**SOURCE**.
▽

Thursday, March 31, 2016

The only tears I shed


I didn't cry for several days. I held it together when the people were held on the boat.  I held it together through the cold, dirty, desperate conditions.  I held it together through meeting the man who fled his home after his parents were killed and his home destroyed by a bomb during the Russian airstrikes.  I held it together when I helped the grandma and her young granddaughter who had been hit by a taxi.

I held it together and I smiled, and waved, and laughed and played, because these kids need a moment of freedom from the stress of their parents, from their fear and their entrapment, their fates...

But the night I accompanied my beautiful friend Nawara as she answered the desperate plea from her fellow countryfolk; no, the borders will not open; no, we do not know what will become of you; no, we don't know how this will end.

△

What comes after the last sentence of the blog post "The only tears I shed"? Write the continuation.

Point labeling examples

▽

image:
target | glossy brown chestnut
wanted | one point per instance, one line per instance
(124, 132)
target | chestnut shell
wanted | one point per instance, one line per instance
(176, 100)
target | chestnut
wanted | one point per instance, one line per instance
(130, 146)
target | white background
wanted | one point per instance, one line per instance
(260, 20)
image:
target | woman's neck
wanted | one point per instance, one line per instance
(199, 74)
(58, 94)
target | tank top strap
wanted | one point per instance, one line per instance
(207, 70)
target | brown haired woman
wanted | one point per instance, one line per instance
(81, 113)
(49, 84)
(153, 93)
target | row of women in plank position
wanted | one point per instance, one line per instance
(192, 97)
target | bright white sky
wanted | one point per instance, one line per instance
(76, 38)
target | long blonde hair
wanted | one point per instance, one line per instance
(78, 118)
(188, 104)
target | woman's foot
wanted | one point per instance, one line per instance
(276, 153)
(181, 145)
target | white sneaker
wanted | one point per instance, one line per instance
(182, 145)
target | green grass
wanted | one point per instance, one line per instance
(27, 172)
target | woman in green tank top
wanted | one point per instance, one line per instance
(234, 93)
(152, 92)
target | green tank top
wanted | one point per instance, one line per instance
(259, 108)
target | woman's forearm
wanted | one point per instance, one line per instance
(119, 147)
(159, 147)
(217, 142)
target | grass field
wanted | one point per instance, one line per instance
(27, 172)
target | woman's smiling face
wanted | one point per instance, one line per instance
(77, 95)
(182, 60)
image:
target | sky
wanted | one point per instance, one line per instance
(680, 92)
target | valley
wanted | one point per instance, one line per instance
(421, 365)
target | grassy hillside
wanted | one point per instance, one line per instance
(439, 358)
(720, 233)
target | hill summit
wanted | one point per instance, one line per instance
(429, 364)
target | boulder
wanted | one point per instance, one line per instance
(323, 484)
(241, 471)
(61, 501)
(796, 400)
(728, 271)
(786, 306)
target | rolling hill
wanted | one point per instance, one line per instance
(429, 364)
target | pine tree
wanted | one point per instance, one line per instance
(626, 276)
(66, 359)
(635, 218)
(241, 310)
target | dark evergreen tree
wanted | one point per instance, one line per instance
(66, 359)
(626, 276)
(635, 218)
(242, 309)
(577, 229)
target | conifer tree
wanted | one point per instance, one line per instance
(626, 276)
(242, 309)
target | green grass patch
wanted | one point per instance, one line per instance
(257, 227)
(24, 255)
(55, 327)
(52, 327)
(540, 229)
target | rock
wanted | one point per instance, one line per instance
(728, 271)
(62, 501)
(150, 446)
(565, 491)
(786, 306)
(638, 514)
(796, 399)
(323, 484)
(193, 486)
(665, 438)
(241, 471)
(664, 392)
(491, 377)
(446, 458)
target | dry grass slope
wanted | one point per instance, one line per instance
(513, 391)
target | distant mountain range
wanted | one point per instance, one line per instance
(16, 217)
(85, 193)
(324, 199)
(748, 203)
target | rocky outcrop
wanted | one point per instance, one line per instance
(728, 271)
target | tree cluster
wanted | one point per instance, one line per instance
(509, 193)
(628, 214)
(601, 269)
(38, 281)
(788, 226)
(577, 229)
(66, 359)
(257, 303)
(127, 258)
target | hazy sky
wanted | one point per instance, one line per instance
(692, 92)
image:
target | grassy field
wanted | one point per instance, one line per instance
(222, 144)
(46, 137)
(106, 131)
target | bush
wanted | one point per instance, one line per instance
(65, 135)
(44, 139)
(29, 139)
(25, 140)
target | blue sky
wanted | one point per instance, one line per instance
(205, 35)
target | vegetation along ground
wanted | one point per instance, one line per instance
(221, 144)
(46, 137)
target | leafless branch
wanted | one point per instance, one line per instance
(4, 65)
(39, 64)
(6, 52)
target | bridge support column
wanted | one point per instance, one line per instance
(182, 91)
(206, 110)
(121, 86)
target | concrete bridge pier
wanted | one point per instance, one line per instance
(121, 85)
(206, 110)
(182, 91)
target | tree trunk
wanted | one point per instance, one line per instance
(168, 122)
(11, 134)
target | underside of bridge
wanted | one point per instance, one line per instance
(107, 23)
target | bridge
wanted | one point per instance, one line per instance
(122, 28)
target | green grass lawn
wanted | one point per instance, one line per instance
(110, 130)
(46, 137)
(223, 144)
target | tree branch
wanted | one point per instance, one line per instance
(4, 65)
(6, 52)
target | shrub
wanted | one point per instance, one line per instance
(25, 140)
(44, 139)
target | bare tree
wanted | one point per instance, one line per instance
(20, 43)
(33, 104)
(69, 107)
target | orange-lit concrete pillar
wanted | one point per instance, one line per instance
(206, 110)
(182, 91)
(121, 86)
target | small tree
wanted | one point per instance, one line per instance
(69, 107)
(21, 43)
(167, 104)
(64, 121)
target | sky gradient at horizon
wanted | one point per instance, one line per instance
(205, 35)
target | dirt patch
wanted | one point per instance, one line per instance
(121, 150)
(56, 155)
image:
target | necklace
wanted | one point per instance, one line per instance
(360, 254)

△
▽

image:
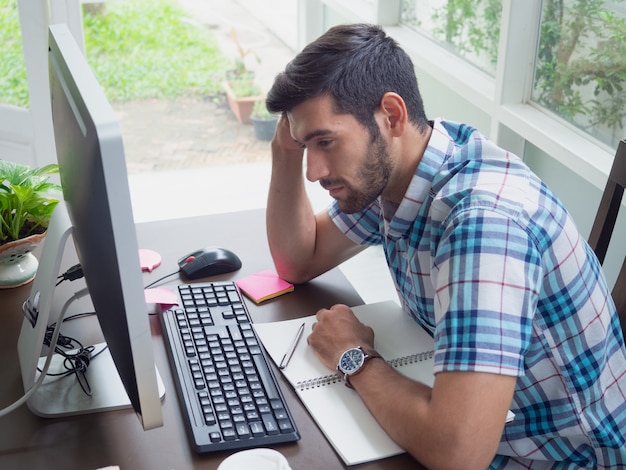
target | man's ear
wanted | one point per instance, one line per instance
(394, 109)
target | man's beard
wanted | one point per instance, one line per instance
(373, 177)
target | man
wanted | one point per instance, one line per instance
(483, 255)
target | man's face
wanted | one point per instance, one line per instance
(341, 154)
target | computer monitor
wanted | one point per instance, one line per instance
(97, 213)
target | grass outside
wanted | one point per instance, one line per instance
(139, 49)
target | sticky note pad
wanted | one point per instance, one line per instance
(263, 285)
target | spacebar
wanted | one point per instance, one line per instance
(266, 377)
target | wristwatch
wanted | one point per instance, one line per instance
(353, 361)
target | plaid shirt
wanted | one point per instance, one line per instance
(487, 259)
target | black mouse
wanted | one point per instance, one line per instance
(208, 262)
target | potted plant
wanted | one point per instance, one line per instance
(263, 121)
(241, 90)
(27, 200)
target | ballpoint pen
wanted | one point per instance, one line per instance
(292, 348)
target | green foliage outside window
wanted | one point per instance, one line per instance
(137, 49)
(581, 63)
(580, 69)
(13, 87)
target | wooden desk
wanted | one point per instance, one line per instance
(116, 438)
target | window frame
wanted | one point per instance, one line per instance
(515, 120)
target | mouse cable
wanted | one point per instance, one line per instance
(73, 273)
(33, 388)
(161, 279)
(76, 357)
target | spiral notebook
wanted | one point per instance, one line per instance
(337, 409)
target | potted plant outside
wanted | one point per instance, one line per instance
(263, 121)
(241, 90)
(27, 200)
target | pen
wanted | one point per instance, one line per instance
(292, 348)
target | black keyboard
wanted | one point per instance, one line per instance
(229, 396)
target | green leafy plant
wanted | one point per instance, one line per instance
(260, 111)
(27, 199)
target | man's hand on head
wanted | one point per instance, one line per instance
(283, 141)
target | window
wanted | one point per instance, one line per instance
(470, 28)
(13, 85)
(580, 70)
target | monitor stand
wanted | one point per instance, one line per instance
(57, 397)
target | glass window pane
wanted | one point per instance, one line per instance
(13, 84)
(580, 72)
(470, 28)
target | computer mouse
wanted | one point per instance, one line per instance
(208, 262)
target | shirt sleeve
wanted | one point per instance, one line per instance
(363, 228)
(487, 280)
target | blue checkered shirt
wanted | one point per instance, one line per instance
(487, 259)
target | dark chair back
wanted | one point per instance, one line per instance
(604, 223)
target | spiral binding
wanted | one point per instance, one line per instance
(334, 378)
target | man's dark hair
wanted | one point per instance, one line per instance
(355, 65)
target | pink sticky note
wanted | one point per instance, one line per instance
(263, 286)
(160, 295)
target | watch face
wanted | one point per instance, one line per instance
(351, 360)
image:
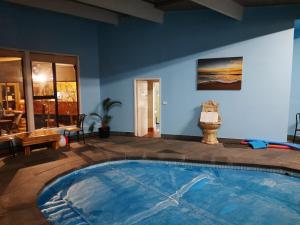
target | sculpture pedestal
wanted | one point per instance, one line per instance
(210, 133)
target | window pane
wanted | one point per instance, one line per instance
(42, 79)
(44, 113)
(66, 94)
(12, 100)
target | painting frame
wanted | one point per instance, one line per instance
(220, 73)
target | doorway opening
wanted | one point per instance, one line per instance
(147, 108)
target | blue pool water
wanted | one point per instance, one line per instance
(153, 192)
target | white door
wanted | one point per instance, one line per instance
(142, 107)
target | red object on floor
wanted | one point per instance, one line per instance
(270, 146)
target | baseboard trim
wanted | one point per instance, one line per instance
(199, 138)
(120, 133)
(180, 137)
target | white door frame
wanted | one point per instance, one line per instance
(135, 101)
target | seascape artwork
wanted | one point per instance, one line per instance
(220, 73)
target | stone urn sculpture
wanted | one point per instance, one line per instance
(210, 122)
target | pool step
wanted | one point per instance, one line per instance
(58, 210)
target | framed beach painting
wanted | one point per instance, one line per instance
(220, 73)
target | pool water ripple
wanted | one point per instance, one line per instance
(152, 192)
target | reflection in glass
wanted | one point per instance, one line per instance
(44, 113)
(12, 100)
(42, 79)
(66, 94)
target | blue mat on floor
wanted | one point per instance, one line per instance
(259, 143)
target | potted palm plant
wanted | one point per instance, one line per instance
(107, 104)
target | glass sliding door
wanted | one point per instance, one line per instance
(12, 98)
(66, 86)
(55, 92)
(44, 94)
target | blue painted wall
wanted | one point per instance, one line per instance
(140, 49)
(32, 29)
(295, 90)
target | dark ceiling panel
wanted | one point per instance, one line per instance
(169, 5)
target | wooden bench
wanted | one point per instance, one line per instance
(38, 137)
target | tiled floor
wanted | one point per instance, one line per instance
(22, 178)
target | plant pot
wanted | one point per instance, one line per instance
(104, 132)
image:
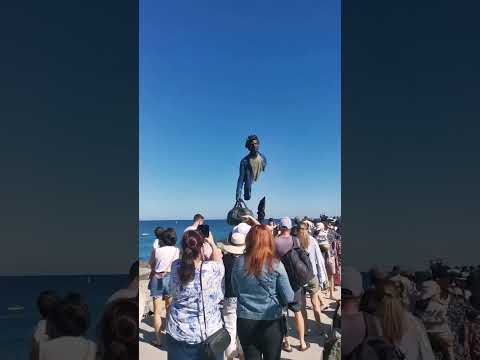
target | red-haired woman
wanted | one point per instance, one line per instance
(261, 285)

△
▽

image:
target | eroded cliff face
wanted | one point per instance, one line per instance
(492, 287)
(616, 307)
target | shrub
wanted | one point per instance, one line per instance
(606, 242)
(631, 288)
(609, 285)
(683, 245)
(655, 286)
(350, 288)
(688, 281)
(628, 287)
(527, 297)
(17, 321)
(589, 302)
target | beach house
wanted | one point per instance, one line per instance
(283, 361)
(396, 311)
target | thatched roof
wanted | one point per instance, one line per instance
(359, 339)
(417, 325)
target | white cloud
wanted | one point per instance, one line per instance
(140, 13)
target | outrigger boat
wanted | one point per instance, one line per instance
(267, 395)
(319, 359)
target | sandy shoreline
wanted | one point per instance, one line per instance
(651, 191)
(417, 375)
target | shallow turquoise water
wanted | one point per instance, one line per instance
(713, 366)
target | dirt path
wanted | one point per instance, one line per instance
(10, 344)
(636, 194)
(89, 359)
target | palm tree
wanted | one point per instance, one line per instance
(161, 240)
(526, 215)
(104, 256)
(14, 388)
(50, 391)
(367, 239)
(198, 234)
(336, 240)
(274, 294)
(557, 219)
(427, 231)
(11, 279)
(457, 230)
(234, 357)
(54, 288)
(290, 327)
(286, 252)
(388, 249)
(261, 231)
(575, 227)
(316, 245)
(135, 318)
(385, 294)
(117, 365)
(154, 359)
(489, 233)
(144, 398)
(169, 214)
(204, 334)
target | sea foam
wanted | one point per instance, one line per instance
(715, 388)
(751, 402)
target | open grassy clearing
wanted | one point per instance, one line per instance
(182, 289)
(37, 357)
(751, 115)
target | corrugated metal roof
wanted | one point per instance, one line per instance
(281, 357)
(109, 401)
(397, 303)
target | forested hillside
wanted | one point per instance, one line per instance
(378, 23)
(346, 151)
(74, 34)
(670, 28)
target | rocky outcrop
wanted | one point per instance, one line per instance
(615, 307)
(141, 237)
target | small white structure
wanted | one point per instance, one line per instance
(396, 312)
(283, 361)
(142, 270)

△

**OUTPUT FOR THIS TASK**.
I didn't need to speak the language to feel their souls being crushed, their hopes being shattered to within moments of its life...I cried then.  I did my best to hold it in, I did my best to smile for them and hold them in the place of dignity that they so deserve...but once we walked away the tears began to flow.  Nawara's eyes watered as she confessed her feeling of helplessness, and how this reminded her of the Syria she once knew, but was now gone forever.  Their eyes and faces with their solemn, utter disappointment haunt me, the vastness of the unknowable swallowing them whole in an instant.  No, we don't know when your children will live under a real roof once again.  No, we don't know if they will try to send you back...

That night, I cried my eyes out.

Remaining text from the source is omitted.